**WHAT THE TASK ASKS:** Copy out the lines below, substituting "image" for every "photo" and changing nothing else. Leave the pictures out.
━━ EXTRACTED RECORDS
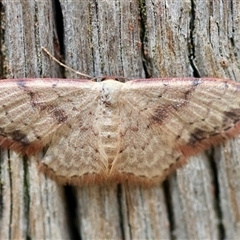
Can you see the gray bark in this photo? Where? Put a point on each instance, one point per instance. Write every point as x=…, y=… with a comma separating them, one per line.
x=134, y=39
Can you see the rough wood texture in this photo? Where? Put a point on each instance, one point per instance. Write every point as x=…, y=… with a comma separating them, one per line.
x=134, y=39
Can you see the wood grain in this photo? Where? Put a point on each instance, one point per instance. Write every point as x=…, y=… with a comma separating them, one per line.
x=154, y=38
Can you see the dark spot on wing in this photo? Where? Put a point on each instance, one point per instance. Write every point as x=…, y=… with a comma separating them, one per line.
x=197, y=136
x=60, y=115
x=18, y=136
x=21, y=83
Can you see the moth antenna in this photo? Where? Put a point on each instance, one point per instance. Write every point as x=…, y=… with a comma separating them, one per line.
x=65, y=66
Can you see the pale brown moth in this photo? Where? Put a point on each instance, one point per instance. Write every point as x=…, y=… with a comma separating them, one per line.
x=106, y=131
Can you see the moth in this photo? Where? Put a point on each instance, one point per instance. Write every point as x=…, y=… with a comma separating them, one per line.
x=138, y=131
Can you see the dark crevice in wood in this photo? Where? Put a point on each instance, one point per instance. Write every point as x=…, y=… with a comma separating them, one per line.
x=27, y=198
x=169, y=206
x=11, y=197
x=120, y=209
x=147, y=63
x=2, y=20
x=71, y=212
x=217, y=195
x=191, y=40
x=58, y=34
x=1, y=185
x=59, y=25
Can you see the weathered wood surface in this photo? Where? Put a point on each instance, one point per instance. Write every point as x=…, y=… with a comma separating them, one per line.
x=133, y=39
━━━━
**SOLUTION FOR THIS PROBLEM:**
Can you see the gray bark in this image? Where? Put a point on each instance, one point per instance. Write every point as x=…, y=… with a comma separating them, one per line.
x=134, y=39
Can you see the rough wood texture in this image? Where? Put a point on each instance, one point per instance. Write every point as x=…, y=… with a comma separating them, one per line.
x=134, y=39
Can you see the wood grain in this image? Where? Put a point on each instance, one point per instance. Write every point as x=…, y=… with a comma separating them, one per line.
x=154, y=38
Can you see the dark spot on wing in this image? Where? Put a point on each instance, one point per instance. Write every point as x=…, y=… with a comma separating them, one per line.
x=197, y=136
x=60, y=115
x=18, y=136
x=21, y=83
Can you see the moth antenna in this image? Where? Put a point on each instance, one point per instance. Write every point as x=…, y=… with a comma separating them, one per line.
x=65, y=66
Can you see the pale brown moth in this image? Where? Put a point on each instance, one point per instance. Write every point as x=…, y=… with a comma separating them, one per line.
x=106, y=131
Can you see the moth in this image? Where? Put a point on each instance, one point per instance. Write every point as x=…, y=… with a comma separating them, one per line.
x=138, y=131
Can you see the dark crevice in wood in this image? Where? Put a point on each instance, one point per instance. Write every point as x=…, y=… with a comma separating them, one per line.
x=27, y=198
x=169, y=206
x=11, y=197
x=120, y=209
x=147, y=63
x=2, y=20
x=71, y=212
x=217, y=195
x=191, y=40
x=58, y=34
x=1, y=185
x=59, y=25
Can you see the weathered wood surface in this image? Where? Put a point on each instance, one point per instance. Write every point as x=…, y=… with a comma separating them, one per line.
x=133, y=39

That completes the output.